● REQUIRED WORK: Return the data that follows exactly, with each line intact.

──────── DATA EXTRACT ────────

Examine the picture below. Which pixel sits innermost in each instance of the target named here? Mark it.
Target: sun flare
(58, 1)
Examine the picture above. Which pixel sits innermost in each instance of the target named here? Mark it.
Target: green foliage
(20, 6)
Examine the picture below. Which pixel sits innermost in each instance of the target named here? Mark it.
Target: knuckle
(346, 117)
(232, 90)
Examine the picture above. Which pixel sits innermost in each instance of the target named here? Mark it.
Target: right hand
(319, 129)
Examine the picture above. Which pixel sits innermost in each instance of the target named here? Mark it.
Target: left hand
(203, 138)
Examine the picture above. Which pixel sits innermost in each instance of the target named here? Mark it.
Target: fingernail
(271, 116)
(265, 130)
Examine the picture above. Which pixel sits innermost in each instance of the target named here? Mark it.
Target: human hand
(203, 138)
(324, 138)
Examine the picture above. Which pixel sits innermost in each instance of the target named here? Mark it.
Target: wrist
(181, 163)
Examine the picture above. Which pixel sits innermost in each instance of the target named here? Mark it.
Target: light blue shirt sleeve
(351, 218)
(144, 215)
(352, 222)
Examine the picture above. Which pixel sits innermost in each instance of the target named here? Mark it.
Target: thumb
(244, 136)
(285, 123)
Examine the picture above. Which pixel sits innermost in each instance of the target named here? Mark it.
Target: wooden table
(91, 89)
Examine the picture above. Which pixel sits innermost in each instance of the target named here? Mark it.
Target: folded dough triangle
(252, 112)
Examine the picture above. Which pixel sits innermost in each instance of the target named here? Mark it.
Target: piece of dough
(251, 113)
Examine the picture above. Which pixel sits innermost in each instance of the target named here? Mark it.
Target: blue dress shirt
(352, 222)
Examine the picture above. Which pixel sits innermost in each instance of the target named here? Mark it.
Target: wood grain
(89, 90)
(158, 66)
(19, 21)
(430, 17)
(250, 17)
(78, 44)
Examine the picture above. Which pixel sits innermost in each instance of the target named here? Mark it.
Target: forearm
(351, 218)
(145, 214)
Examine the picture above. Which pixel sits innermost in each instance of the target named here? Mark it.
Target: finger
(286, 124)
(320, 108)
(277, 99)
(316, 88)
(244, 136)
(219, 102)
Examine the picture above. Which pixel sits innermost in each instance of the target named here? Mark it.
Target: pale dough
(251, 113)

────────

● WRITTEN RESPONSE:
Examine the picture below. Which pixel sits innermost in each instance of the target named here? Mark it.
Target: sun flare
(58, 1)
Examine the picture above. Which pixel sits innermost in each instance of the target named here? Mark it.
Target: green foliage
(20, 6)
Examine the picture below. Which pixel sits innermost in each instance of the target named here? Mark it.
Target: knuckle
(346, 117)
(232, 90)
Examine the picture above. Which pixel sits innermost in each instance of the target named here? Mark it.
Target: right hand
(319, 129)
Examine the picture above. Which pixel sits innermost in each instance of the target named here? Mark it.
Target: left hand
(203, 138)
Examine the picture above. Which pixel sits innermost in each instance of the target named here? Mark it.
Target: fingernail
(271, 116)
(265, 130)
Examine the picture above. Which pixel sits innermost in each instance of the target named here? Mark it.
Target: human hand
(203, 138)
(324, 138)
Examine the picture above. Which pixel sits innermost in each instance of the target named here? Mark it.
Target: wrist
(181, 163)
Examine the picture above. Which pixel sits innermost in each instance of the target named here? Mark it.
Target: light blue shirt sleeve
(351, 218)
(144, 215)
(352, 222)
Examine the picture above. Which pixel sits innermost in each instance of the target named here? Mark it.
Target: thumb
(244, 136)
(285, 123)
Examine the picture above. Which pixel sits innermost in each instance of the target named here? Mark it.
Target: wooden table
(91, 89)
Examine the picture above. Which pixel sits innermost in each instance of the target named here? Mark it.
Target: folded dough triangle
(252, 112)
Examine the picture above. Which pixel sits innermost in each instance of the target named here? Mark it.
Target: piece of dough
(251, 113)
Examine the picture above. Which pixel sits innermost in each instance of the target named here? Mark it.
Target: blue dress shirt
(352, 222)
Examine the picture above. Which pixel sits innermost in each instance of the target named here? Mark it.
Target: wood grain
(89, 90)
(158, 66)
(19, 21)
(430, 17)
(250, 17)
(78, 44)
Examine the picture above. Which pixel sits innermost in each instance of the target named here? Mark it.
Target: forearm
(351, 218)
(145, 214)
Examine the picture above. Which pixel sits innermost in each instance of the target named here? Mark it.
Target: finger
(286, 124)
(320, 108)
(277, 99)
(316, 88)
(244, 136)
(219, 102)
Examine the picture above. Which pixel sits innermost in each instance of the target named here? Mark it.
Target: pale dough
(251, 113)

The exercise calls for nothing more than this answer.